## Start Listing
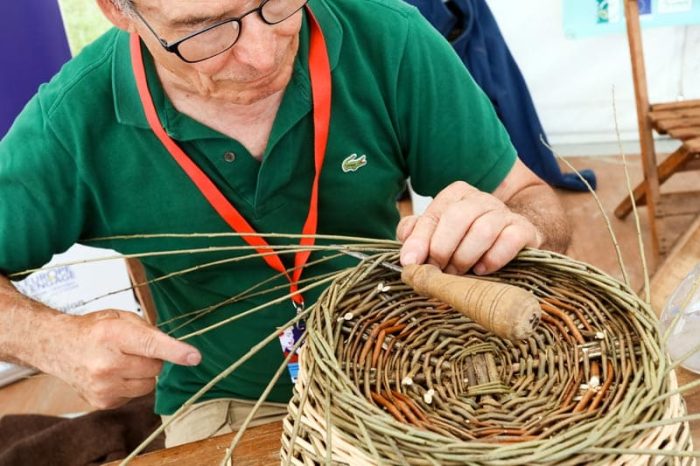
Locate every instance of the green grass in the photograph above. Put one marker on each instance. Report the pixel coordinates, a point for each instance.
(84, 22)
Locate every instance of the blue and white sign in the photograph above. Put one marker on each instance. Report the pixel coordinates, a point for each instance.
(584, 18)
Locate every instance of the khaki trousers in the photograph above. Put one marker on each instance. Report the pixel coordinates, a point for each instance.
(218, 417)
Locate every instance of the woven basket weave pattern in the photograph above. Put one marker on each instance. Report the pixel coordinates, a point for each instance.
(390, 377)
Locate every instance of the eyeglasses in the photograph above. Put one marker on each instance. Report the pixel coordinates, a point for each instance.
(219, 37)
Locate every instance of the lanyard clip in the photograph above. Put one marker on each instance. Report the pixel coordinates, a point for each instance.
(298, 304)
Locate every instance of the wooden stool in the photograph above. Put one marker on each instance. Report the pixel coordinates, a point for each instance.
(680, 120)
## End Listing
Everything from the line containing "Locate every instance of the blue" to the last line of the entries above should be quoted exactly, and only that.

*Solution to the problem*
Locate every instance of the blue and white sign in the photograph above. Put one marker on each instance. Report the pixel coordinates, a point for each instance.
(584, 18)
Locate every instance of the khaki trousers in the photograph above. Put one marker on each instance. Report the pixel coordinates, a point for each instance.
(218, 417)
Locate every instance of the woven basket weave pattern in the photograph above. Put one marker on each instance. Report the pixel coordinates, a point for each instance.
(390, 377)
Locate every instance of the eyeglasses in the photograph above. Put one marker on each instance. Report the pixel coordinates, a point for each instance.
(219, 37)
Locate every instance of the lanyard clip in the photograph above. Put one marker on each instance. Report the pixel coordinates, a point for each instance.
(298, 304)
Locate every instance of the wooden stool in the photograph above. Put one marker on each instance. Report the pixel coordinates, a point for each instance.
(680, 120)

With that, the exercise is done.